** START OF LISTED RECORDS **

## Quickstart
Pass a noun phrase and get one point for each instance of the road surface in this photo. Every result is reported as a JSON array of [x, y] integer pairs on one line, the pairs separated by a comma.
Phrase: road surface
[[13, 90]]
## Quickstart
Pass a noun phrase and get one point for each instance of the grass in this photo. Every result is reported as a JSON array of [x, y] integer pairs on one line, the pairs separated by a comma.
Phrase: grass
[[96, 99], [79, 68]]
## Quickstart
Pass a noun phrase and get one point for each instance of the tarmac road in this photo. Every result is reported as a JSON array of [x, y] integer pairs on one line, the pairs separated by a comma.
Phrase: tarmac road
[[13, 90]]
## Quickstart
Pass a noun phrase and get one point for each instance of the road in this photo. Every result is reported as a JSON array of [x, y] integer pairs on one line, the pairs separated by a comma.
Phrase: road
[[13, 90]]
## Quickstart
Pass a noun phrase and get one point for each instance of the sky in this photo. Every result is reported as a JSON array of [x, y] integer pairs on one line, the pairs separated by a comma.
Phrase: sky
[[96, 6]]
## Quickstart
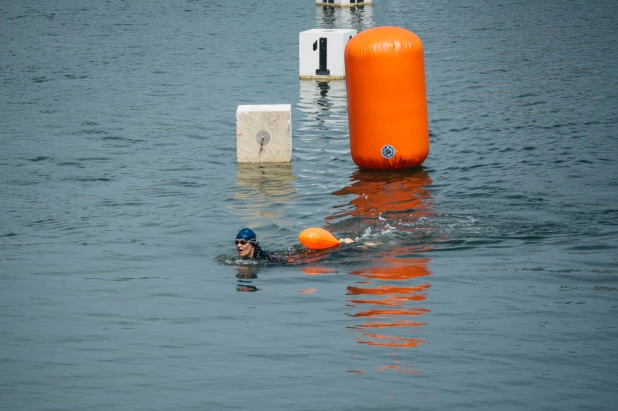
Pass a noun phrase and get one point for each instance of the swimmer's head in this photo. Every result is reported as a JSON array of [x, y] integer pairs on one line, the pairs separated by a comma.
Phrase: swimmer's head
[[245, 242]]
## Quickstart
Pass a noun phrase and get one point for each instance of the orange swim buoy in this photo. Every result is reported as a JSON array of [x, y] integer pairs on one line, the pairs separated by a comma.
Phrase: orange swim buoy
[[387, 99], [316, 238]]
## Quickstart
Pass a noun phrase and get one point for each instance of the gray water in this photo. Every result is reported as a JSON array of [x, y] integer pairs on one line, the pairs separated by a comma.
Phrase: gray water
[[486, 279]]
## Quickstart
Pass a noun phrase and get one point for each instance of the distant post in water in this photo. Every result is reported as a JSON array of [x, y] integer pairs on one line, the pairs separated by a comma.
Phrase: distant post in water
[[387, 99], [320, 53], [342, 3], [264, 133]]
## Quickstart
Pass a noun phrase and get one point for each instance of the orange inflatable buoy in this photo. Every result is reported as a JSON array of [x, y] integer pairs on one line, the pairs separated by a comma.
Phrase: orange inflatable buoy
[[317, 239], [387, 99]]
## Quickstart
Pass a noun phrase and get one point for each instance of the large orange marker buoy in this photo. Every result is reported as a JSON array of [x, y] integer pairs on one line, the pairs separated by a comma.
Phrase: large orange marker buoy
[[316, 238], [387, 99]]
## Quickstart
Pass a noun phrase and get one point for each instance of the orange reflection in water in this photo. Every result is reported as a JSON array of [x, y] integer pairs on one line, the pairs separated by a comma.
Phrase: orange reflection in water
[[400, 195], [390, 310], [389, 300]]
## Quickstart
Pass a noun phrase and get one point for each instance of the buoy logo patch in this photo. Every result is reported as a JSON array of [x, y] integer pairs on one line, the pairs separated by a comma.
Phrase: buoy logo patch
[[388, 151]]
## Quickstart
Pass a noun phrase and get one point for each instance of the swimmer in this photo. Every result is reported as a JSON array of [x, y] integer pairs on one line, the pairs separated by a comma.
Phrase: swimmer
[[249, 249]]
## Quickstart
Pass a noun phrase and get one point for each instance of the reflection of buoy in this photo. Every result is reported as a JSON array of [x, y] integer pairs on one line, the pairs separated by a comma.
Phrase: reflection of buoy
[[387, 102], [316, 238]]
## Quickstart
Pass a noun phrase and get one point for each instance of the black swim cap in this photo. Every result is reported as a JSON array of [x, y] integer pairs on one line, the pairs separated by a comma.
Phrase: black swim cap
[[246, 234]]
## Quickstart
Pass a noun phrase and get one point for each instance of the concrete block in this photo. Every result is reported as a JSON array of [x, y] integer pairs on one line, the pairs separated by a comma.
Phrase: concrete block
[[342, 3], [320, 53], [264, 133]]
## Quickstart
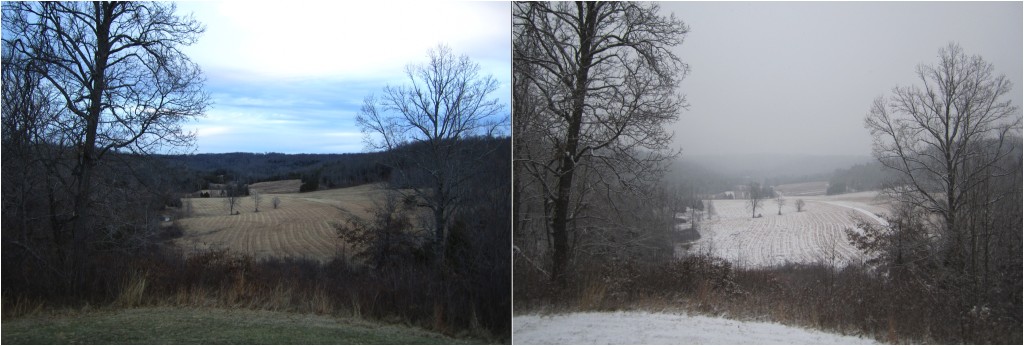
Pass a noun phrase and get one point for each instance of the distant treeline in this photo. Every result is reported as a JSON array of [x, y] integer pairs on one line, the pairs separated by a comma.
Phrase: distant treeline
[[317, 171], [857, 178]]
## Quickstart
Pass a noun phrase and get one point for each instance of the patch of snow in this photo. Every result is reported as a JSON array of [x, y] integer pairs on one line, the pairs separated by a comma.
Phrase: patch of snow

** END OF LISTED RECORDS **

__PROBLEM DETAILS__. Substitute "short label" for each occurrence of "noun phrase" throughout the data above and reproduce all of it with nothing else altered. Omit the pictures from the answer.

__ANSWER TO THE TASK__.
## Quickstart
Pass a short label and get one point for each instance of the road surface in this photo. Every result is reported as a JSON array of [x, y] integer pairs on one line, the pairs separated by a comma.
Phrase: road surface
[[13, 90]]
## Quickstart
Pass a short label and get one point for each instance of the grass in this photo. Every result is reported as a JSON array of [x, y] integer pairs on one line, the pairs separated by a comma.
Phrase: grass
[[96, 99], [79, 68]]
## Quickstart
Pass a short label and get one point for each instance of the tarmac road in this photo. Every result is reported as a JSON array of [x, y] integer pairs on one line, the pairs separated by a comma.
Phrase: tarmac road
[[13, 90]]
## Quickstart
Pass a short label and get one point for each instance of the road in this photo. Every result is reported as a JSON array of [x, y] integer pairs on one line, the pairs separated by a comma.
Phrase: road
[[13, 90]]
## Quickstart
Pass a short label and get one point for each instance of the sky in this photo. Every result is reported as a JSON array of [x, y] integer pairs on one line, the pairs separated by a comma.
Phrase: sky
[[96, 6]]
## Quickstart
Pass a short label and get one point for each instance of the swimmer's head in this photo. Every result is reported as a JSON array of [x, y] integer pairs on one line, the pairs separated by a comma.
Phrase: swimmer's head
[[245, 242]]
## Quickstart
Pass a short label and get one point for each instance of the orange swim buoy in this photo. Every result is reported as a JSON array of [x, y] integer pairs on one line, the pairs separated by a comma.
Phrase: orange swim buoy
[[387, 99], [316, 238]]
## Quickstart
Pass a short label and get one point for each instance of the gray water in this photo. Every result is reported as a JSON array of [x, y] integer pairs on one line, the pairs separated by a comma.
Phrase: gray water
[[486, 279]]
## Quickstart
Pass a short label and get one point for each instance of the distant post in water in this photo. Every result is reported as a JSON array of [x, y] integer pairs on one line, the pairs separated by a comma.
Phrase: distant post in water
[[387, 99], [320, 53], [342, 3], [264, 133]]
## Quickstart
Pass a short label and get one point for each instance of the orange inflatable buoy in this photo. Every result is reported as a JSON array of [x, y] integer pairs on one line, the pairs separated by a comma.
Phrase: orange inflatable buoy
[[317, 239], [387, 99]]
## Quickstart
Pass a short label and get one point for each instance of the large orange marker buoy in this photo. Every result is reported as a JSON array of [x, y] integer pairs on one line, the pairs separated by a comma.
Phrase: large orange marker buoy
[[316, 238], [387, 99]]
## Quickstart
Pass a short label and get one point for each instance of the orange reflection in water in this photo. Every result is reported as a JSON array of [x, y] integer pairs on one line, the pairs separated by a comma.
Phrase: orange reflection in water
[[400, 195], [390, 310], [389, 300]]
## Quickstart
Pass a short label and get one point for each instance of the buoy logo patch in this photo. Every result is reported as a JSON array of [x, y] integer pairs on one line, the pairs separated by a comma.
Phrase: buoy logo patch
[[388, 151]]
## Quickstart
Pass a short label and get one point for each instance of the swimmer in this photo. Every result is reported as a JSON array of [x, y] integer pairs on one line, the pairs separated by a comma.
Phrase: swimmer
[[249, 249]]
## Quickstart
Pass a short label and get one point for each instance of the reflection of buoy in this photo. Every result is reported as a JSON array of [x, y] integer pairs on one line, the pairs separated by a comma.
Phrase: reflection of buoy
[[387, 102], [316, 238]]
## Quickstart
Pass a short label and get one point for each instance of the black swim cap in this photo. Every result is reported as a JSON array of [x, y] integer pairs on one line, the pairs separated by a comma.
Phrase: black swim cap
[[246, 234]]
## Quickstart
Pass a short label and get one point for each instance of the concrete block in this photo. Every result is reported as a JSON array of [x, y] integer pairs on one line, the pairs separated by a comma.
Phrase: concrete block
[[342, 3], [320, 53], [264, 133]]
## Quickstart
Pass a short label and get one point for each instance of the distant treeline in this photo. Every result is reported as a JSON array of [x, y] integer pairs on one line, the pairs separated by a comma.
Phrase: distant treeline
[[317, 171], [857, 178]]
## Quickstart
Pass a short label and get one point for each instance of the patch of snow in this photo. Every result is reported as a JSON array of [x, y] integer pairs on one line, the pairs separated by a comma.
Phrase: patch of snow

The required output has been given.